TEXT PASSAGE:
I was still really surprised that they had falled into this trap. I was sure that lawyers had to have been involved at some point, in both Nova Scotia and Manitoba.

So how did it happen? Who messed it up? Was it actually a lawyer, or was it someone in government who thought that they understood the law, or didn’t realize that they didn’t?


The answers to these questions came during Labour’s final arguments, as Garth Smorang canvassed the evidence on the development of the Public Services Sustainability Act. The Government of Manitoba didn’t start with passed-but-not-proclaimed plus retroactivity. They backed into it.

Nova Scotia’s game

Nova Scotia started the whole Public Services Sustainability Act stupidity. According to the evidence, some senior bureaucrat in Nova Scotia told Rick Stevenson that the Government of Nova Scotia believed “that not proclaiming the legislation has worked well in setting the framework of what it believes is its ‘ability to pay’.

What this guy was really saying is that Nova Scotia passed the Nova Scotian PSSA so that they could get wage restraints, but didn’t proclaim it, so that no union could challenge it.

I still think this is really slimy, although it might be defensible, depending on how they went about it. As long as the Government of Nova Scotia didn’t do anything except point to their PSSA wage pattern as a “general guideline” or “starting point” as opposed to a “legally binding mandate”, they wouldn’t necessarily be already applying their PSSA, or doing indirectly what they cannot do directly.

TASKS FOR THIS EXERCISE:
**a.** In the passage about the Public Services Sustainability Act, substitute "Province of Manitoba" for "Government of Manitoba" and write out everything from "The answers to" down to "backed into it." again.
**b.** Answer these questions about the Public Services Sustainability Act passage:
(i) Who canvassed the evidence during Labour's final arguments?
(ii) According to the evidence, whom did a senior bureaucrat in Nova Scotia speak to?
(iii) Which province started the Public Services Sustainability Act?
The lines after this text aren't needed.

DATASET EXCERPT:
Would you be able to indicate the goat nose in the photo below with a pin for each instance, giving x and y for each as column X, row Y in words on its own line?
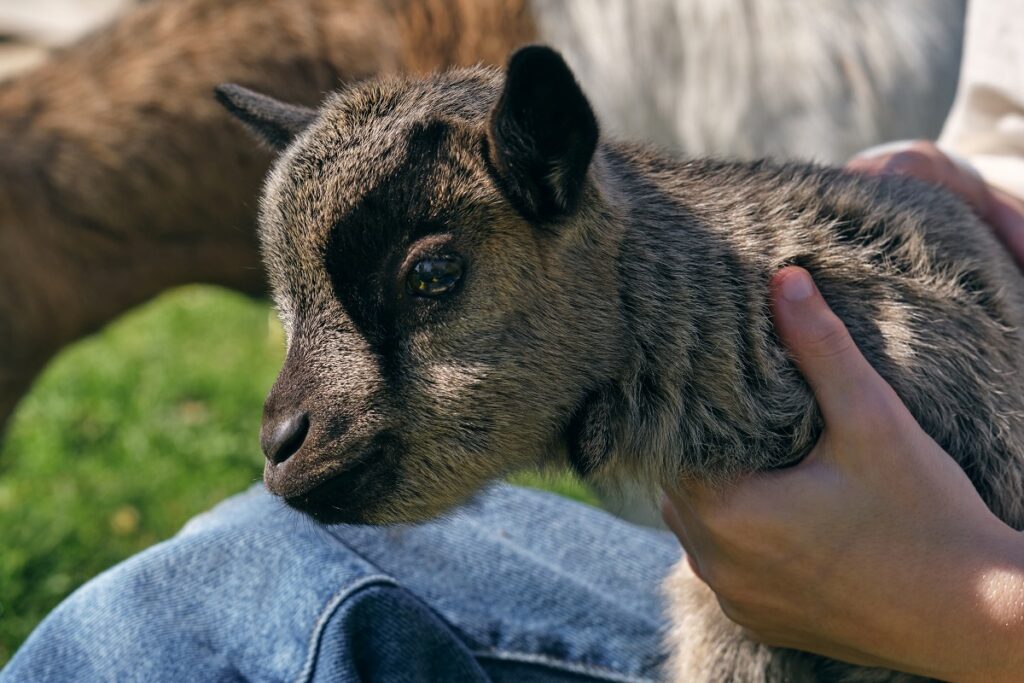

SOLVED TASKS:
**a.**
The answers to these questions came during Labour’s final arguments, as Garth Smorang canvassed the evidence on the development of the Public Services Sustainability Act. The Province of Manitoba didn’t start with passed-but-not-proclaimed plus retroactivity. They backed into it.

**b.**
(i) Garth Smorang
(ii) Rick Stevenson
(iii) Nova Scotia